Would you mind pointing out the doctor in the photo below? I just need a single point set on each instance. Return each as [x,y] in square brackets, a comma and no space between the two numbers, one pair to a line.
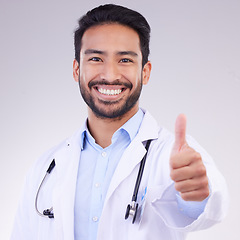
[95,170]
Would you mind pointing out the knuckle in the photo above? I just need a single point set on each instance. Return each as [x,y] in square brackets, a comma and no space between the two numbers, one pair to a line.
[178,187]
[196,156]
[201,170]
[173,175]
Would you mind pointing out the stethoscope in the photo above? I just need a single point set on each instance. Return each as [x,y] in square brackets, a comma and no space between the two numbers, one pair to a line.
[132,209]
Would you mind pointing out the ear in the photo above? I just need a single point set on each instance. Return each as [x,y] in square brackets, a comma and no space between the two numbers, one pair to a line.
[146,72]
[75,70]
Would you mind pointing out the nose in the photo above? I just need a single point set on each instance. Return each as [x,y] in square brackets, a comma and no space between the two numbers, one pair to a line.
[110,71]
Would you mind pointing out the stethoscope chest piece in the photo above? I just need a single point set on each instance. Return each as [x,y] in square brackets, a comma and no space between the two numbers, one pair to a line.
[132,211]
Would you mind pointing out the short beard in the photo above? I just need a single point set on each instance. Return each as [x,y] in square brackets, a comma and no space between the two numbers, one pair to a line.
[116,113]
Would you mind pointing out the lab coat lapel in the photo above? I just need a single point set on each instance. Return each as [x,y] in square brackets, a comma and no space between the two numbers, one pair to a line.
[134,153]
[67,161]
[130,159]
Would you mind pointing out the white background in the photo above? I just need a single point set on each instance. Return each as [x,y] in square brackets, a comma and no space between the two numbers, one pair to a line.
[195,53]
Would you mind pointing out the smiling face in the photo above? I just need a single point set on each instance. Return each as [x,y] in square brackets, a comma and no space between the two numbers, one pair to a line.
[110,72]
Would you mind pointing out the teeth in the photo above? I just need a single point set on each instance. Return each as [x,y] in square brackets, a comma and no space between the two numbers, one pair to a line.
[109,92]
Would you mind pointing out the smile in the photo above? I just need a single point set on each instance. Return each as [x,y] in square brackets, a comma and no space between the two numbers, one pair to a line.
[109,92]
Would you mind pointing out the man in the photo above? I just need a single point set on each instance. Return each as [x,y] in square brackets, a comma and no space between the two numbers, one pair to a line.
[91,187]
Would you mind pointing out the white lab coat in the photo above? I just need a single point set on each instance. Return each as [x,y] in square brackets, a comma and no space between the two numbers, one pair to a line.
[160,218]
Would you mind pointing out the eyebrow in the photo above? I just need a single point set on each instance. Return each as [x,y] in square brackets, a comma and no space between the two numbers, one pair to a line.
[120,53]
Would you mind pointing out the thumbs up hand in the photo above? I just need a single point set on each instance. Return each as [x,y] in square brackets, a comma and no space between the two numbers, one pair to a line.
[187,169]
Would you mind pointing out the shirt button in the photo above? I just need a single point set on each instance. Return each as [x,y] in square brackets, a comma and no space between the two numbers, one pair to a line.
[97,185]
[104,154]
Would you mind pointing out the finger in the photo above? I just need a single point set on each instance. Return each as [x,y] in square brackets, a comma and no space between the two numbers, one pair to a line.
[180,132]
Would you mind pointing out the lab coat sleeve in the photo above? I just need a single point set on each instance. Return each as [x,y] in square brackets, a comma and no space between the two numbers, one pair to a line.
[216,207]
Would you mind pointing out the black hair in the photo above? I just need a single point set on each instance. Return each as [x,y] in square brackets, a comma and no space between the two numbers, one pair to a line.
[111,13]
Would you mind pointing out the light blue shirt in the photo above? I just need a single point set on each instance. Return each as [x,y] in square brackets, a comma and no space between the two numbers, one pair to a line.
[96,168]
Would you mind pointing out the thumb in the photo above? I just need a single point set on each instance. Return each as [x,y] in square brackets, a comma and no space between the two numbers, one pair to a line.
[180,132]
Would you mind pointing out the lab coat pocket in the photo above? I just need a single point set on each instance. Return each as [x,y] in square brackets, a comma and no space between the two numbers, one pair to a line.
[168,210]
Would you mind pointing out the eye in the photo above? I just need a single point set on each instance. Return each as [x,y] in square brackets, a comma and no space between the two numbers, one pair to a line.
[126,60]
[95,59]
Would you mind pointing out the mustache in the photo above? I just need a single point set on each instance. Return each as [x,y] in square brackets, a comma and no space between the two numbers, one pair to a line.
[112,83]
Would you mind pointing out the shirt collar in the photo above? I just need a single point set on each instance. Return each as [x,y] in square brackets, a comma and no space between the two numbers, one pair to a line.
[131,127]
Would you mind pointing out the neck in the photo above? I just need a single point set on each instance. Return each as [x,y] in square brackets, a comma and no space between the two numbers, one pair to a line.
[102,129]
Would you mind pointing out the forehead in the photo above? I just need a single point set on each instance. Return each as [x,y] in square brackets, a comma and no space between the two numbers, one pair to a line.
[111,37]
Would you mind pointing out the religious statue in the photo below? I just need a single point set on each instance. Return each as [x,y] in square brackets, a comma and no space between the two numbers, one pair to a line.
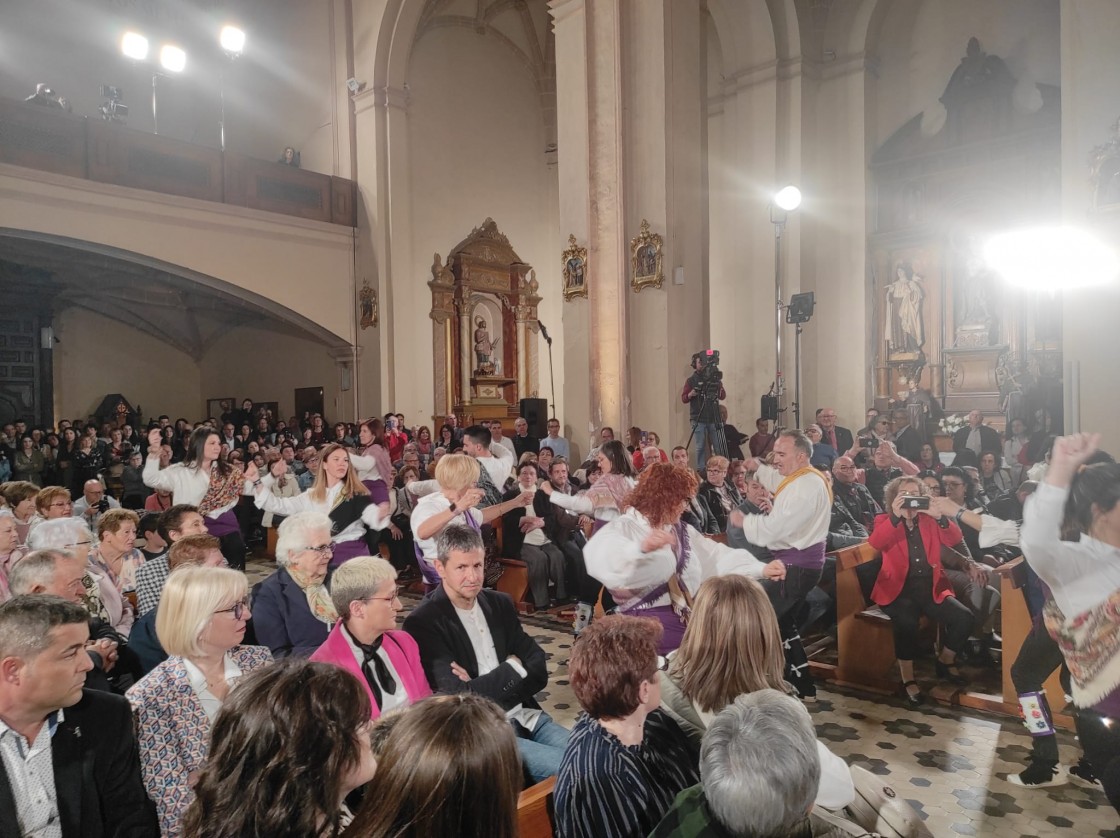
[904,312]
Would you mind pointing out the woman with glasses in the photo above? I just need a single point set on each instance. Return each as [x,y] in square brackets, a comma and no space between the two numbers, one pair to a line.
[294,608]
[365,641]
[201,623]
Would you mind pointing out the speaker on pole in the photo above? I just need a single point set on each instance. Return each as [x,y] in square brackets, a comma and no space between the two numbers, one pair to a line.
[535,411]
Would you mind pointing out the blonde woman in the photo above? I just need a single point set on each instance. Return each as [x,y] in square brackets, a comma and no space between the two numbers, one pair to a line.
[337,493]
[201,623]
[733,646]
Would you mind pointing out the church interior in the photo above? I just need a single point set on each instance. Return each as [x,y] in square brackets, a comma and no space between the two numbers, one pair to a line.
[486,207]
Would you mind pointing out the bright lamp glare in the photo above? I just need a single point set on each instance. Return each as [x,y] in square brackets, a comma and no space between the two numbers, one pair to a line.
[1052,259]
[173,58]
[232,39]
[134,46]
[789,198]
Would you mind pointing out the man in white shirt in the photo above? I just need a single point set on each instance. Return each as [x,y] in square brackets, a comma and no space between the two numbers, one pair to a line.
[63,772]
[470,640]
[795,532]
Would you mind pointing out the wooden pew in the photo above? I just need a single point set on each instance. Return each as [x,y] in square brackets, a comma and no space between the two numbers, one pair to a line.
[866,646]
[535,810]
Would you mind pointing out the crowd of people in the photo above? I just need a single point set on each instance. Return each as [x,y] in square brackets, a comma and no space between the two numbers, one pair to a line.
[298,706]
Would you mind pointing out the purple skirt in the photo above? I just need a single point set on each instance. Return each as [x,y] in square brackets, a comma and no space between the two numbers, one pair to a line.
[347,550]
[674,629]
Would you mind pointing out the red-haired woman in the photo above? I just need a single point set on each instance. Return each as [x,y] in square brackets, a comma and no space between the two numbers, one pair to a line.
[652,562]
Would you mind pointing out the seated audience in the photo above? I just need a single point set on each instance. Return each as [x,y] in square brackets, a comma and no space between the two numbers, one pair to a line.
[733,646]
[524,537]
[201,623]
[364,642]
[472,641]
[292,607]
[177,522]
[447,767]
[280,728]
[758,776]
[911,582]
[626,760]
[70,754]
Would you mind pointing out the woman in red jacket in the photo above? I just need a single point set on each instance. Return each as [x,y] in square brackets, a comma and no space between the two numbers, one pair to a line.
[911,582]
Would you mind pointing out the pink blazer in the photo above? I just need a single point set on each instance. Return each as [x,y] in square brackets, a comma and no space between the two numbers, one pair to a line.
[402,652]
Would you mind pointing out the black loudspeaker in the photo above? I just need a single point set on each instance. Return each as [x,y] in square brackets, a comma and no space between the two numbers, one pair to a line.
[535,411]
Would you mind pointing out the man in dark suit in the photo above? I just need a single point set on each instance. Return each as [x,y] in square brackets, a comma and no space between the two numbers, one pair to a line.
[839,438]
[978,438]
[472,641]
[48,723]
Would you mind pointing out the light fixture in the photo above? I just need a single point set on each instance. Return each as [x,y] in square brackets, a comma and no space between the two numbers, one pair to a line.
[232,39]
[1052,259]
[134,46]
[789,198]
[173,58]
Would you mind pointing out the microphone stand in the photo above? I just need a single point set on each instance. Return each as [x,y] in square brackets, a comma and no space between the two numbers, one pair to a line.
[552,382]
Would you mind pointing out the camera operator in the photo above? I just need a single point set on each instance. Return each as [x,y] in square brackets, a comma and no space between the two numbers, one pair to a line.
[911,580]
[702,393]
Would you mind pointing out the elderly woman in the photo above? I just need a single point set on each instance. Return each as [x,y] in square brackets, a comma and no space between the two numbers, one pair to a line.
[205,481]
[337,492]
[294,611]
[456,750]
[653,562]
[117,555]
[364,642]
[733,646]
[456,501]
[717,494]
[285,724]
[912,583]
[626,760]
[201,623]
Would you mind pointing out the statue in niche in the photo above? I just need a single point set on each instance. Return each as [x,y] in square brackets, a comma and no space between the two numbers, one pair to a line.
[904,310]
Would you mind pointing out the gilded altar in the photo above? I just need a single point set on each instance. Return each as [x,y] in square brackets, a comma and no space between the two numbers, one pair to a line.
[484,327]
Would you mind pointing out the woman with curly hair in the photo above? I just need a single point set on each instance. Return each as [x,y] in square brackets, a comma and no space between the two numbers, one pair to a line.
[287,746]
[653,564]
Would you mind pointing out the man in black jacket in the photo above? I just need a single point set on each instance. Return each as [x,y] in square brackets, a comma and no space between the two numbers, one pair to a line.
[472,641]
[49,725]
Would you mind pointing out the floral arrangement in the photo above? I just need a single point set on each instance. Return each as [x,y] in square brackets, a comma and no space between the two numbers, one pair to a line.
[952,424]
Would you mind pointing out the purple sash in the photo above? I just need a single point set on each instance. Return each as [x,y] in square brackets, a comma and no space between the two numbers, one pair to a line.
[811,558]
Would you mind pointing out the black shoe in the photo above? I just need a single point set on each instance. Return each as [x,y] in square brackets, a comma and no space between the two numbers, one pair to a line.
[950,672]
[915,699]
[1038,775]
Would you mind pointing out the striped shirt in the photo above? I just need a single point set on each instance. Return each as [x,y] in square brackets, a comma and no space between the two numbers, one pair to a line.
[607,789]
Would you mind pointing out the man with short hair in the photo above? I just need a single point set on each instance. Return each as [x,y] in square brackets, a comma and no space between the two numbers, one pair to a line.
[70,766]
[472,641]
[179,521]
[559,445]
[523,443]
[795,532]
[93,503]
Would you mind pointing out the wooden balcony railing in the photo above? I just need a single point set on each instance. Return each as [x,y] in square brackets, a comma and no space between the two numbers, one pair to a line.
[52,140]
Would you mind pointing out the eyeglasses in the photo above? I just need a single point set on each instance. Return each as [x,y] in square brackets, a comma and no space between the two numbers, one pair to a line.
[238,610]
[392,597]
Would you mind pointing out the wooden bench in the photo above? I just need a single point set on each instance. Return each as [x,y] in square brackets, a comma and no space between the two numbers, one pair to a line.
[537,810]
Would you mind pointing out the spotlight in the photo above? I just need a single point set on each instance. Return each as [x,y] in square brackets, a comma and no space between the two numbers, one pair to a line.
[1051,259]
[134,46]
[173,58]
[232,39]
[789,198]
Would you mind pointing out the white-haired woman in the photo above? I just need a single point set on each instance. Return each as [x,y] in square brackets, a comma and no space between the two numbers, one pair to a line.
[365,642]
[292,607]
[338,493]
[201,623]
[102,597]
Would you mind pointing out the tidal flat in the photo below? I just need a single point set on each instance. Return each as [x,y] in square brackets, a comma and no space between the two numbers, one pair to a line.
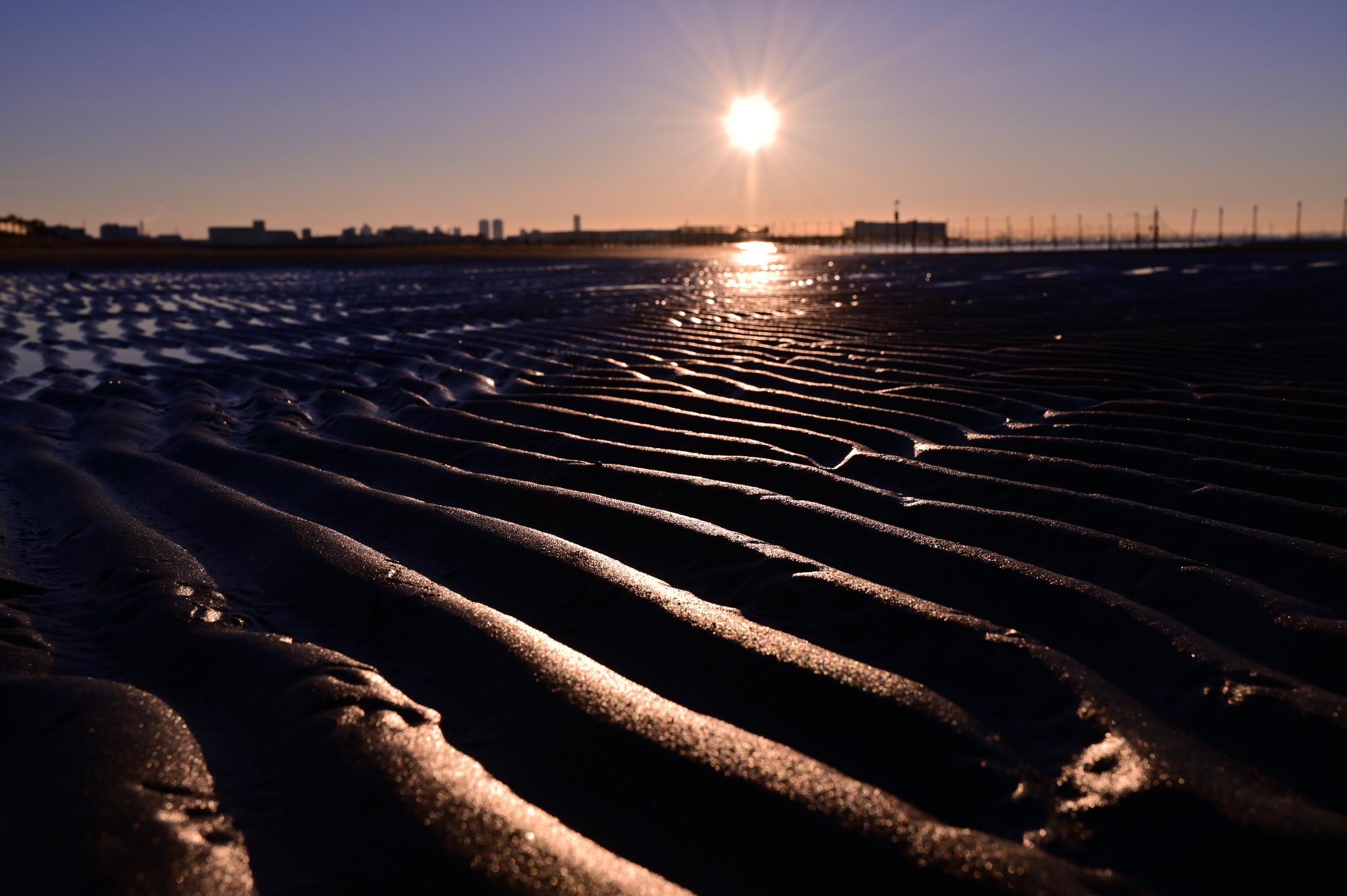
[717,571]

-------

- [YOUR INSTRUCTIONS]
Write out, word for word, the line containing "Would you mind pointing out the man with" and each line after it to the end of the data, and nothing more. Drop the pictures.

- [ANSWER FOR THE TASK]
Would you mind pointing out the man with short hair in the photo above? I just need a single point set on each instance. Return each as [x,y] in square brackets, a comma and no space between the two numbers, one pair to a line.
[70,766]
[472,641]
[179,521]
[559,445]
[523,443]
[795,532]
[93,503]
Would you mind pointing out the wooden balcony railing in the photo above? I just need a single point set on each instance. Return each as [x,y] in square brackets, a comma and no space between the two numbers, one pair to a line.
[52,140]
Would you mind pointing out the eyeglasses in the photo above? I just need a single point set on each instance. Return each as [x,y] in square brackets, a comma and no space between the two numbers, one pair to a line.
[238,610]
[392,597]
Would you mind pointing out the wooden bench in the photo above? I just need a single point set on each instance. Return each as [x,y] in square brackets, a comma and no space between the two numbers, one pair to a line.
[537,810]
Would you mind pointing out the spotlight in the photo above? I just need a single point set on each instance. Return each as [x,y] in square brackets, a comma and no space between the two numbers, one pair to a line.
[1051,259]
[134,46]
[173,58]
[232,39]
[789,198]
Would you mind pointing out the white-haired woman in the photo above? I just need a single point set on each instance. Return each as [x,y] in square brackets, a comma and no space between the two numbers, one pair to a line.
[365,642]
[292,607]
[338,493]
[201,623]
[102,597]
Would you mind pointing out the tidal flat in the photo below? I just need a single point set on each instance. Return each as [x,y] in square brackets, a comma and no space between the two numbers, one pair to a line.
[717,571]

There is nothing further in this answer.